Kilise Ayinindeki Kod: Türk Ortodoksluğu, Derin Devlet, Ergenekon ve Ekümenik Savaşın Şifreleri

“Bazı ayinler dua değil, deklarasyondur.”

@stratejivefikirler

Bir Ayin, Bin Mesaj

2024 yılında Türk Ortodoks Kilisesi’nde düzenlenen bir ayin. Katılımcılar: Emekli Tümgeneral Veli Küçük, Amiral Cihat Yaycı ve eski bakan Namık Kemal Zeybek. Sıradan bir dini tören mi? Hayır. Bu, stratejik kodlarla örülü bir politik semboller geçidiydi.

“Simgelerle konuşanlar, susturulamayacak sözleri söyler.”

@stratejivefikirler

Türk Ortodoksluğu: Tarihin Altın Sandığı

Türk Ortodoks Patrikhanesi 1920’lerde kuruldu. Kurucu Patrik I. Eftim, Türk milliyetçisi bir çizgide, Fener Rum Patrikhanesi’ne karşı çıkarıldı. Atatürk’ün desteğiyle… Bu, sadece bir din savaşı değil, bir kimlik ve egemenlik manifestosuydu. Fener, “Ekümenik” sıfatıyla İstanbul’u Hristiyanlık’ın merkezi gibi göstermeye çalışırken, Türk Ortodoksluğu “Bu toprakların ruhunu biz taşıyoruz” dedi. Bugün hâlâ faaliyet gösteren Meryem Ana Kilisesi gibi kiliseler, Kurtuluş Savaşı yıllarında Türk Ortodokslarının kontrolüne geçti. Fener Patrikhanesi ise bu kiliseleri “zorla alındı” diyerek geri istemekte. Ama perde arkasında daha fazlası var…

“Bir inancın değil, bir milletin ruhunu ayakta tutan kilise; artık sadece ibadethane değil, hafıza bankasıdır.”

@stratejivefikirler

Ergenekon Kumpası ve Kilise Bağlantısı

2008 yılında Sevgi Erenerol’un gözaltına alınması ve Patrikhane’nin “Ergenekon’un karargâhı” ilan edilmesi, sıradan bir operasyon değildi.Türk kimliğinin simgesel yapılarından biri olan bu kurum, devlet içindeki küreselci vesayetle hesaplaşmanın merkezine kondu. FETÖ ve onun ardındaki Atlantik yapılar, Türk Ortodoksluğunu hedef aldı. Çünkü bu kurum, “yerli ve milli” derinliğin izlerini taşıyordu.

## Gösterilen Satırlar
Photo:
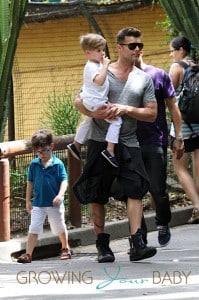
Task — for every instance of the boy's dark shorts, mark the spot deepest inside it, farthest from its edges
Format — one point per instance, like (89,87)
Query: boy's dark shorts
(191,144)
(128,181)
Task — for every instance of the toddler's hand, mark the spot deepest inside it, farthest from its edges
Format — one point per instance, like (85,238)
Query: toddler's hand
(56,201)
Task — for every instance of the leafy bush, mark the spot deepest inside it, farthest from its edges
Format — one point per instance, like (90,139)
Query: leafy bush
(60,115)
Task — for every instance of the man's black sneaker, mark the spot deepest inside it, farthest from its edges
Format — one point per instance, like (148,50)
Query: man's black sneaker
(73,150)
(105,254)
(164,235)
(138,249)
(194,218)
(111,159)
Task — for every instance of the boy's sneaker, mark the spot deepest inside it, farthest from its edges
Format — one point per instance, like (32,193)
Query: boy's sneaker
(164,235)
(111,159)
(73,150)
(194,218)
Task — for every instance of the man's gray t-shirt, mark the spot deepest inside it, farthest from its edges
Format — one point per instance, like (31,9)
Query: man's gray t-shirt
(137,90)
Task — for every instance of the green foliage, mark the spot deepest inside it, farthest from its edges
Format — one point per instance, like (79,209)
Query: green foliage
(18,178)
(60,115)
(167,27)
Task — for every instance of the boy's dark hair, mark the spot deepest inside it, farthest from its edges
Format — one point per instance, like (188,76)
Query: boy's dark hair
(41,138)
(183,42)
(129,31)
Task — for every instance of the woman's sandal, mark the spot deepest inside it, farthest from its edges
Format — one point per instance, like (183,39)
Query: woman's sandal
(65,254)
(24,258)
* * *
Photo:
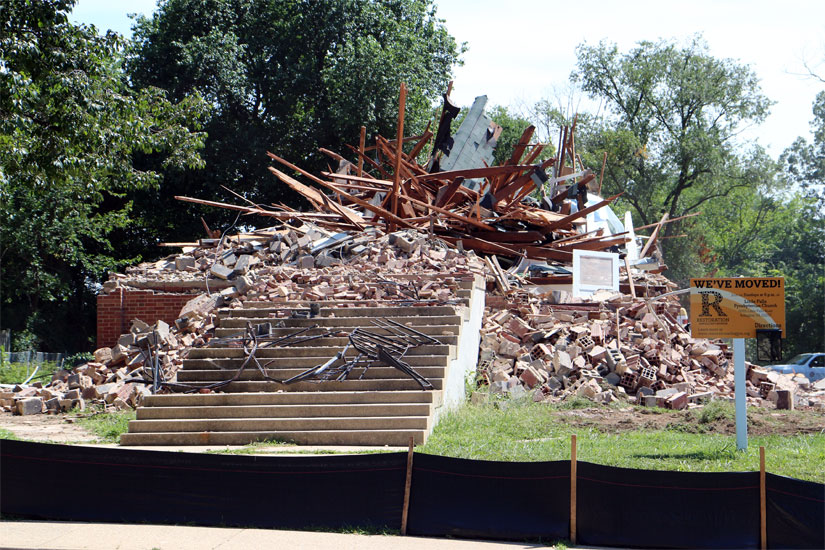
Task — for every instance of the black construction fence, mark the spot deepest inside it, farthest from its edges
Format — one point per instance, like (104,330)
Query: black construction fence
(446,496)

## Görev Koşulları
Türk Ortodoksluğu konulu metne göre şu soruları yanıtlayın:
1. 2024'teki ayine katılan emekli tümgeneral kimdir?
2. Türk Ortodoks Patrikhanesi'nin kurucu patriği kimdir?
3. 2008 yılında kim gözaltına alındı?

## Çözülmüş Alıştırma
1. Veli Küçük
2. I. Eftim
3. Sevgi Erenerol